◆ WHAT NEEDS TO BE DONE:
Transcribed word for word, the lines below from the one with "Query: stone paving slab" through the last line of the records form the answer; no picture is to be included.
*** SUPPLIED RECORDS
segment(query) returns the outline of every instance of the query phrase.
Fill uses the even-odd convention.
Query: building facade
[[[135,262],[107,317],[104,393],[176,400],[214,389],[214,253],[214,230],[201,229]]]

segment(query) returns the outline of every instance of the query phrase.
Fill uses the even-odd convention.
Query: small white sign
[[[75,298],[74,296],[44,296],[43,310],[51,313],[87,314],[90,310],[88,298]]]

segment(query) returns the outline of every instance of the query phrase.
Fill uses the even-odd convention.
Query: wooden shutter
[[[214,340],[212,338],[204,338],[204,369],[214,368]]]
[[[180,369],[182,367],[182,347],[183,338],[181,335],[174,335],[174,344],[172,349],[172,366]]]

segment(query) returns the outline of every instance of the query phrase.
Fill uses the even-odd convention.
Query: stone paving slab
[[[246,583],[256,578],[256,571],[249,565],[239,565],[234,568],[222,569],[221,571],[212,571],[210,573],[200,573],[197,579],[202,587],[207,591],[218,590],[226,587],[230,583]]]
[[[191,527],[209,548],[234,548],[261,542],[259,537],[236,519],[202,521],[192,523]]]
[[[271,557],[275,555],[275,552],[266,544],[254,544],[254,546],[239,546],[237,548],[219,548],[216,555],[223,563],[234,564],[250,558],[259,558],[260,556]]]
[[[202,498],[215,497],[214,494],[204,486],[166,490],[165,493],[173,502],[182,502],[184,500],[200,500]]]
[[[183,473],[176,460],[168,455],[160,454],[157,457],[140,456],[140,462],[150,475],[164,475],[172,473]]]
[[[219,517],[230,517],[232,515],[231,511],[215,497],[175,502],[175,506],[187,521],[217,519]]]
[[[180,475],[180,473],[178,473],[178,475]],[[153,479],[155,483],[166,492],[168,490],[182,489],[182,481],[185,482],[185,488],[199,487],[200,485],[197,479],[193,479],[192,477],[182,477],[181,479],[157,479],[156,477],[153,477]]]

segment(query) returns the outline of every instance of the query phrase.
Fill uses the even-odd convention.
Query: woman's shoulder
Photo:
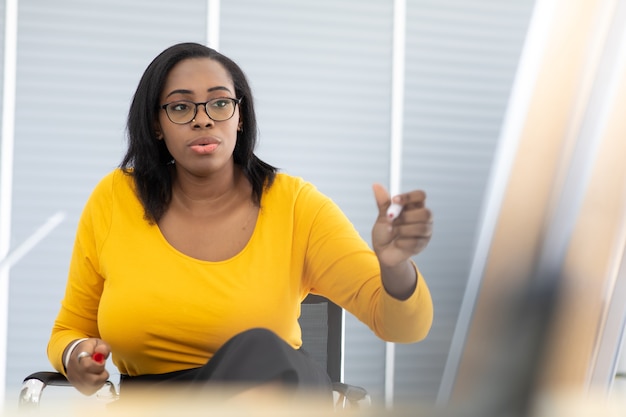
******
◆ SOLUTION TO THIS TASK:
Query: stone paving slab
[[[246,583],[256,578],[256,571],[249,565],[239,565],[234,568],[222,569],[221,571],[212,571],[210,573],[200,573],[197,579],[202,587],[207,591],[218,590],[226,587],[230,583]]]
[[[191,527],[209,548],[234,548],[261,542],[259,537],[236,519],[202,521],[192,523]]]
[[[271,557],[275,555],[275,552],[266,544],[254,544],[254,546],[239,546],[237,548],[219,548],[216,555],[223,563],[234,564],[250,558],[259,558],[260,556]]]
[[[202,498],[215,497],[214,494],[204,486],[166,490],[165,493],[173,502],[182,502],[184,500],[200,500]]]
[[[183,473],[176,460],[168,455],[160,454],[157,457],[140,456],[140,462],[150,475],[164,475],[172,473]]]
[[[219,517],[230,517],[232,515],[231,511],[215,497],[175,502],[175,506],[187,521],[217,519]]]
[[[180,475],[180,473],[178,473],[178,475]],[[153,479],[155,483],[166,492],[168,490],[182,489],[182,481],[185,482],[185,488],[199,487],[200,485],[197,479],[193,479],[192,477],[182,477],[181,479],[157,479],[156,477],[153,477]]]

segment(query) returns the outline of every instance of the query phrase.
Fill uses the even-odd convention.
Query: woman's shoulder
Photo:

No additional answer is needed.